◆ PAGE TEXT ◆

After one game to get used to the sky-high stakes of the last round of this tournament, both teams intend to channel their nervous energy more constructively in the future.

“There’s obviously nerves,” Washington’s Jay Beagle said. “I’m not surprised at anything anymore, but in the Stanley Cup final, usually it’s 2-1 or 1-0, not (6-4). But you don’t know what to expect from a team that you don’t know that much.”

The mistakes that worry coaches also lead to exciting hockey, and the opener was thoroughly entertaining even before Wilson lowered the boom on Marchessault. The teams combined for a final-record four lead changes in the highest-scoring opener in eight years for this final round.

Wilson, who served a three-game suspension in the second round for breaking the jaw of Pittsburgh’s Zach Aston-Reese, and the Capitals still insist Wilson did nothing wrong when he leveled the Golden Knights’ top playoff scorer.

“It’s within the rules,” Wilson said after practice at T-Mobile Arena. “It’s a clean hit. I don’t know why it got so much media attention, to be honest. It’s a hard hit, but that’s the day and age we’re in. … I’m trying to play my game. There’s a lot of those hits that are going on, but it’s the Stanley Cup final, and it’s within the rules.”

The NHL Department of Player Safety agreed when it decided not to discipline Wilson for the shoulder-to-shoulder hit, clearly deciding that Wilson’s timing wasn’t extraordinarily late.

Marchessault went to the dressing room and was examined for a possible concussion, but returned. Gallant said the forward is feeling fine for Game 2.

Records from a data collection

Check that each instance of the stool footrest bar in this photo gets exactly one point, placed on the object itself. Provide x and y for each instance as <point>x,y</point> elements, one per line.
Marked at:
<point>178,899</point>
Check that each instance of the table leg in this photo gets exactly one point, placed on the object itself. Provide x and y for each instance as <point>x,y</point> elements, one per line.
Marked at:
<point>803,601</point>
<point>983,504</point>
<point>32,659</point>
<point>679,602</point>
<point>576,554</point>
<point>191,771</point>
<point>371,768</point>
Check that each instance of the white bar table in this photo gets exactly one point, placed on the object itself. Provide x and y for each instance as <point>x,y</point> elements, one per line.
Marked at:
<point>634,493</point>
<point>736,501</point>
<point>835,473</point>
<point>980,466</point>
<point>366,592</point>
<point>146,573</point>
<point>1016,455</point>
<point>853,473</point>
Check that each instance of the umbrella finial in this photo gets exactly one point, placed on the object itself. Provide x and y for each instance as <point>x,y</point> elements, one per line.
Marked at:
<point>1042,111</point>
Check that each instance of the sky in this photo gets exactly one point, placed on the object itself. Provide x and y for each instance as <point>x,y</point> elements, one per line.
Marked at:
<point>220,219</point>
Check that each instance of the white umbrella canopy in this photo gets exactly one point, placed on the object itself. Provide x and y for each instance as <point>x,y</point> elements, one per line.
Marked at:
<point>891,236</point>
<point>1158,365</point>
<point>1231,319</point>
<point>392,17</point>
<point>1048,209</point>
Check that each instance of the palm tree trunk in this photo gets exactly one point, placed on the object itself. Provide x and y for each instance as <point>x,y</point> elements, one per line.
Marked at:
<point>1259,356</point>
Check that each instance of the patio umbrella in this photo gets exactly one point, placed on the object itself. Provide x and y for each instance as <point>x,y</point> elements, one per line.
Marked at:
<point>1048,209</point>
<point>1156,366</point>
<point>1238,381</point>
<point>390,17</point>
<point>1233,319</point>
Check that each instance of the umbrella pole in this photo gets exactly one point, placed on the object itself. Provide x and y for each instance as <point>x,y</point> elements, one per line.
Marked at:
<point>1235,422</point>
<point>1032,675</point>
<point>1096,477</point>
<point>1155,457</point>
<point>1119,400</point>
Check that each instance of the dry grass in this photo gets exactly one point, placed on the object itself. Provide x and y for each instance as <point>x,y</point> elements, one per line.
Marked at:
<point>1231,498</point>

==

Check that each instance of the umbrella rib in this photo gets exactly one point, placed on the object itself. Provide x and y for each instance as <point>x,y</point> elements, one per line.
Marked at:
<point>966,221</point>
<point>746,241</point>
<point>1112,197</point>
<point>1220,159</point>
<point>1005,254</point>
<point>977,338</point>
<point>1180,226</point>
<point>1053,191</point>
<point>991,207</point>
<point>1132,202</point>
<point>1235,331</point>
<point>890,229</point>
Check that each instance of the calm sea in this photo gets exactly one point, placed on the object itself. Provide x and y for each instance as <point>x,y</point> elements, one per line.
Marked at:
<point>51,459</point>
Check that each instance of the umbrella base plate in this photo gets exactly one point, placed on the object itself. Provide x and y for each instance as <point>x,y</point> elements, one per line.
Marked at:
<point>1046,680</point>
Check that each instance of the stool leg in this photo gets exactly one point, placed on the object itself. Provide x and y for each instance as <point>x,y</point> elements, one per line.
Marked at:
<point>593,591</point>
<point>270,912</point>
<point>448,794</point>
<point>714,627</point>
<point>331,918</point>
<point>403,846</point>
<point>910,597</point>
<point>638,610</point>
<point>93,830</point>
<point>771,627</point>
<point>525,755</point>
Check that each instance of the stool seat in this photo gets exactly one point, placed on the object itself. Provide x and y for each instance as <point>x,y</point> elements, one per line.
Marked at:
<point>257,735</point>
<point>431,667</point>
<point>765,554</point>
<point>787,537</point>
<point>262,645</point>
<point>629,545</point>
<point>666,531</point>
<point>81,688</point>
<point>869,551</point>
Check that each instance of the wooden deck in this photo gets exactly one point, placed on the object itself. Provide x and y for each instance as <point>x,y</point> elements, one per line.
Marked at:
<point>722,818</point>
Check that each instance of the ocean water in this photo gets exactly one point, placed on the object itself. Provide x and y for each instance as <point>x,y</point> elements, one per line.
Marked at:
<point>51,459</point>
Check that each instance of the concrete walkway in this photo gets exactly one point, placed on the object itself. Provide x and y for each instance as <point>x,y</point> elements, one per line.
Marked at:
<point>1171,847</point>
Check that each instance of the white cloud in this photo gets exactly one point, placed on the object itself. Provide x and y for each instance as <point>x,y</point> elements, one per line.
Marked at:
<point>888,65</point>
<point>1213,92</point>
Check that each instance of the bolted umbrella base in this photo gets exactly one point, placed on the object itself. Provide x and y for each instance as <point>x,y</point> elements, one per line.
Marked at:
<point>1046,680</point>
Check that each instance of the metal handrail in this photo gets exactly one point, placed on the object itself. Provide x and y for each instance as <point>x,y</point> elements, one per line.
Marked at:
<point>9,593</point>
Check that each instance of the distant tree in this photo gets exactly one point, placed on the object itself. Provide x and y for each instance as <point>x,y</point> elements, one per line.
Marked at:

◆ THE TASK ◆
Using the hockey article, explain in one to three sentences why the NHL Department of Player Safety chose not to discipline Wilson. The lines stand apart from the hockey article and are unrelated to it.

◆ SOLVED PROBLEM ◆
The department decided that the timing of Wilson's shoulder-to-shoulder hit on Marchessault was not extraordinarily late. It therefore agreed that the hit was within the rules.